### Work to complete
In the listing below, find every line with the string "pocket" and pull it out.
[[ Extracted material open ]]
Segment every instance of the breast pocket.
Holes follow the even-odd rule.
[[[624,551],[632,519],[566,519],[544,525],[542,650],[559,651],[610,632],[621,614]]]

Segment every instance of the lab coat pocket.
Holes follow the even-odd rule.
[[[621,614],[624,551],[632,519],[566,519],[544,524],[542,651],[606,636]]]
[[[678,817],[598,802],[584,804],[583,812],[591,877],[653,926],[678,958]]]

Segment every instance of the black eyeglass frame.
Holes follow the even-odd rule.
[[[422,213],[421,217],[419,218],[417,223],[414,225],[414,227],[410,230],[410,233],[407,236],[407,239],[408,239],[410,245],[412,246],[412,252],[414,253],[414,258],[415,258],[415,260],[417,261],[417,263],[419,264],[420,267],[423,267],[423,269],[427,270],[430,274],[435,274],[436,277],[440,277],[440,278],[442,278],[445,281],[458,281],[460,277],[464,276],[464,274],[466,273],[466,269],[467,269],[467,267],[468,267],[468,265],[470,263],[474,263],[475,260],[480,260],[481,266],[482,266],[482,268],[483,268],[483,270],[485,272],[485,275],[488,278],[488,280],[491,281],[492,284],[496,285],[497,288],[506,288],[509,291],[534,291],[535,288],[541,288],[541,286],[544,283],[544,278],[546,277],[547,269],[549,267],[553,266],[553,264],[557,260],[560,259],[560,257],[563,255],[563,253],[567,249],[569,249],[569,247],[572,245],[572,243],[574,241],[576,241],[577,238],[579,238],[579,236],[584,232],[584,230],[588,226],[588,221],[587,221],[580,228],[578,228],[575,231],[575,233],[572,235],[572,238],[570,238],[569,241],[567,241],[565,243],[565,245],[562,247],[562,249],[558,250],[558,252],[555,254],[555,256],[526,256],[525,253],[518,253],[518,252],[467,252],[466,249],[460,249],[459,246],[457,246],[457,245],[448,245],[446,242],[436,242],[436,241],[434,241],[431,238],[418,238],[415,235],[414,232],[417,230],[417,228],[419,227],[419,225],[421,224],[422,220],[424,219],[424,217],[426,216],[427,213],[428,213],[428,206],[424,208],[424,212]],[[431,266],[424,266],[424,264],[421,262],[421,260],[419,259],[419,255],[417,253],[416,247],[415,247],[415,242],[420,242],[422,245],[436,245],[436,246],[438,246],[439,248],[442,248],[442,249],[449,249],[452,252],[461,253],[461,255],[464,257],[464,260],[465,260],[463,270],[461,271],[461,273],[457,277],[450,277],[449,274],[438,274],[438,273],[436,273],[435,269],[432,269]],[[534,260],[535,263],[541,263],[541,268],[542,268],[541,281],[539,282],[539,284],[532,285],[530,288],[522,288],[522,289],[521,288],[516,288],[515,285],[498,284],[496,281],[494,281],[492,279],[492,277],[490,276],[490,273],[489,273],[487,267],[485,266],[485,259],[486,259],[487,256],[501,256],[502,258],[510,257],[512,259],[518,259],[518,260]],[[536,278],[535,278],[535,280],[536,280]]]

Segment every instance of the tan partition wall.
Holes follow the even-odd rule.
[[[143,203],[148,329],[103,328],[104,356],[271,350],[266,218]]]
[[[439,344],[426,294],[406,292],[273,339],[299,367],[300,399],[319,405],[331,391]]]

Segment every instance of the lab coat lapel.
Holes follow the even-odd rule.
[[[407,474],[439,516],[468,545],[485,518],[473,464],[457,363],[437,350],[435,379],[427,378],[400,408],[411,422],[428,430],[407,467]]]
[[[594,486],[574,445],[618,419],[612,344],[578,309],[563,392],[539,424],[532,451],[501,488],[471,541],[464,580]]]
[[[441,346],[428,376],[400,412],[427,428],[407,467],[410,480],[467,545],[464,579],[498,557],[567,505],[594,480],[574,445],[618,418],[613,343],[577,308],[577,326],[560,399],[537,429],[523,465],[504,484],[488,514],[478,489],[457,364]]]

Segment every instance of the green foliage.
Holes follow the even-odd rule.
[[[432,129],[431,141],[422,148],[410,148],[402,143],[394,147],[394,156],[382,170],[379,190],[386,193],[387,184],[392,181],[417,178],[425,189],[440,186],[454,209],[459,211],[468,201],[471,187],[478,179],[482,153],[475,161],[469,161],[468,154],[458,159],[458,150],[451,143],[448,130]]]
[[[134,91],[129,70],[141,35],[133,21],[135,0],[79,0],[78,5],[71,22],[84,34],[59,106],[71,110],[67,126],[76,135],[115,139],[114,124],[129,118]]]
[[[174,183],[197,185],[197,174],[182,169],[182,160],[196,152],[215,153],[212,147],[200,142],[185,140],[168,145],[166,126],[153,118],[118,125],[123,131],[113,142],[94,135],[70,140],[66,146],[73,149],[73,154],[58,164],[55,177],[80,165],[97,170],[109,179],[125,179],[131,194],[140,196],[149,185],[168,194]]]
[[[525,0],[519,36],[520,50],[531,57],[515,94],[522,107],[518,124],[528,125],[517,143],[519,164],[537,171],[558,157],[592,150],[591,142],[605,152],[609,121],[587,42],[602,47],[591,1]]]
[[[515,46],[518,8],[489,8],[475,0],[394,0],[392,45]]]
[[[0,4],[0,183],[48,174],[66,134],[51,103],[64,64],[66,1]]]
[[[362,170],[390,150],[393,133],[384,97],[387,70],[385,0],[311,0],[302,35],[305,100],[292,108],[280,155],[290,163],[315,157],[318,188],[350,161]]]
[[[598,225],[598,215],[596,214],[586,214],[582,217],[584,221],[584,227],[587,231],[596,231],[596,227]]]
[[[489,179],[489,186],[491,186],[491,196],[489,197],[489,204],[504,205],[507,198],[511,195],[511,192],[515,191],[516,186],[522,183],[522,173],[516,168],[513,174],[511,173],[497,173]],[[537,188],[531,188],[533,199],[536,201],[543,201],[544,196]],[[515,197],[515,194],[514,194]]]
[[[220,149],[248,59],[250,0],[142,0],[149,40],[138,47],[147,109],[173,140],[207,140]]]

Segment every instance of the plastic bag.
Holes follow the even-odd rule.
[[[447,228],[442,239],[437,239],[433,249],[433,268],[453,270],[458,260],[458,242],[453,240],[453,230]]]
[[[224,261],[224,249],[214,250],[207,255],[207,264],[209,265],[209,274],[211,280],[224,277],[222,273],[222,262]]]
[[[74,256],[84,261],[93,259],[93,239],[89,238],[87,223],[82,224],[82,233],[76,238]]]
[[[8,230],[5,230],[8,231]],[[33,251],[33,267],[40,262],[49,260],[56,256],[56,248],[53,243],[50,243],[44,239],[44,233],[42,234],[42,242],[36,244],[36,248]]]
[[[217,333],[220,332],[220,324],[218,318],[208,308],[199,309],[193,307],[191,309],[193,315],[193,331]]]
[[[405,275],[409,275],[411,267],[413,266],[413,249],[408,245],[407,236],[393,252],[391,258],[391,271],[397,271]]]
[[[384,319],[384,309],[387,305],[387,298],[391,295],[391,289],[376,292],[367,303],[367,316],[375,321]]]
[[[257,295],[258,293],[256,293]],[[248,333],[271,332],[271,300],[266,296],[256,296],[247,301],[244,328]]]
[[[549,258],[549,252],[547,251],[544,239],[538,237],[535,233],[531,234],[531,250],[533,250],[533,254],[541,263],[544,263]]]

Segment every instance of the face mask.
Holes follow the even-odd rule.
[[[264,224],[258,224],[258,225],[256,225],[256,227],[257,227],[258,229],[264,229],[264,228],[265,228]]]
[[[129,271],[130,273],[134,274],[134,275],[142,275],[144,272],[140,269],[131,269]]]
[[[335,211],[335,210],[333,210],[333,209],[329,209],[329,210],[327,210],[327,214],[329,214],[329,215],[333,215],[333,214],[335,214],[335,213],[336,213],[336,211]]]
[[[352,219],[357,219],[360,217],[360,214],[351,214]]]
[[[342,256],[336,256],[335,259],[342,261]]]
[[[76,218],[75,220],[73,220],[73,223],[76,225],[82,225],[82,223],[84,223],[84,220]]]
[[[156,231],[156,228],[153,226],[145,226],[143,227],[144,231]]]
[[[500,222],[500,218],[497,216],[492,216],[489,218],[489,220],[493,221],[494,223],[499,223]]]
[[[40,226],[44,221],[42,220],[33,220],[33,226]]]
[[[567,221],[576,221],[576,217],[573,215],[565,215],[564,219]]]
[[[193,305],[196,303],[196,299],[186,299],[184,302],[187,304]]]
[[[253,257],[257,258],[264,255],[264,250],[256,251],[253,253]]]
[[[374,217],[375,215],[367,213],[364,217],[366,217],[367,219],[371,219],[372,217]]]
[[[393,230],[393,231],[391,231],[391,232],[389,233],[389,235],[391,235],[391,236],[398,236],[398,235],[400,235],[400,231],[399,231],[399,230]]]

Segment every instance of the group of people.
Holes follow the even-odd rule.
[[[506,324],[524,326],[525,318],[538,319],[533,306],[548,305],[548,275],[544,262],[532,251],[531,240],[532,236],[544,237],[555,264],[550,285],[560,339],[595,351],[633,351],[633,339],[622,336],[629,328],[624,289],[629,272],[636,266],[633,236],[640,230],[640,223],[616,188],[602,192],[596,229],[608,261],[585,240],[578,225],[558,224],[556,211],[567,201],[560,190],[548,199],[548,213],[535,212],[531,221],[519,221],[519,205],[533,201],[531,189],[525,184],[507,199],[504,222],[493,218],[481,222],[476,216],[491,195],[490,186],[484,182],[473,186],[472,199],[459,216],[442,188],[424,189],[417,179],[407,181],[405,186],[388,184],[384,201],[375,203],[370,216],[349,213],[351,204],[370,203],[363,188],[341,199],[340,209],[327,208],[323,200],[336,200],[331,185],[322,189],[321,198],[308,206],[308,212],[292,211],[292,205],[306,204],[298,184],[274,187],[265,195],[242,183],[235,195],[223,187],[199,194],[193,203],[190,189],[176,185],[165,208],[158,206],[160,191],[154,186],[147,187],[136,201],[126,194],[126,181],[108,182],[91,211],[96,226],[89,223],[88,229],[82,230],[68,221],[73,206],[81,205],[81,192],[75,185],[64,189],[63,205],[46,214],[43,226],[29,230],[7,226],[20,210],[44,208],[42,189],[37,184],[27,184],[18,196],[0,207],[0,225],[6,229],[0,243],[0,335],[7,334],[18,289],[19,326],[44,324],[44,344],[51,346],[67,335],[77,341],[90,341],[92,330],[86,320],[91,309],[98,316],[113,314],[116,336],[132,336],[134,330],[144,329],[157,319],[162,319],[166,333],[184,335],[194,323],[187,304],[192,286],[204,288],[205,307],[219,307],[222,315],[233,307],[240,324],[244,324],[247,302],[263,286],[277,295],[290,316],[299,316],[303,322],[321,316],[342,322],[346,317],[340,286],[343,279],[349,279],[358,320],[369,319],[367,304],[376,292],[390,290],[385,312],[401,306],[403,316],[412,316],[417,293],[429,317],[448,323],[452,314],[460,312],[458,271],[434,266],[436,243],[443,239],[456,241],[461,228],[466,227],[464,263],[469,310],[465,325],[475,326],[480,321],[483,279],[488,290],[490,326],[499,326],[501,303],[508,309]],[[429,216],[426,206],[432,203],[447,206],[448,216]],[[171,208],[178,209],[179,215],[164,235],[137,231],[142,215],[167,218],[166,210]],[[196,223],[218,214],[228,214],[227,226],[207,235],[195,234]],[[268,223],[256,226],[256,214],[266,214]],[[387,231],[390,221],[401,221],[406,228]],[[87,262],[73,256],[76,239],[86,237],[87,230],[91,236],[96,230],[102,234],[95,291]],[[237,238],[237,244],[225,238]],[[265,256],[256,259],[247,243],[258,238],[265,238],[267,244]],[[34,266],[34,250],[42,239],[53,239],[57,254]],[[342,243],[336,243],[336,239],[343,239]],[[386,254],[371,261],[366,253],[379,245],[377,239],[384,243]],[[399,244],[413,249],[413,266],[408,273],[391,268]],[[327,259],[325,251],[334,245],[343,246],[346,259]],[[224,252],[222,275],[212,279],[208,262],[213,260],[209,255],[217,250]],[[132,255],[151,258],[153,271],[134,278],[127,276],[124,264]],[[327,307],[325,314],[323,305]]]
[[ Extracted material closed ]]
### Solution for this task
Segment every instance of the breast pocket.
Segment every instance of the lab coat pocket.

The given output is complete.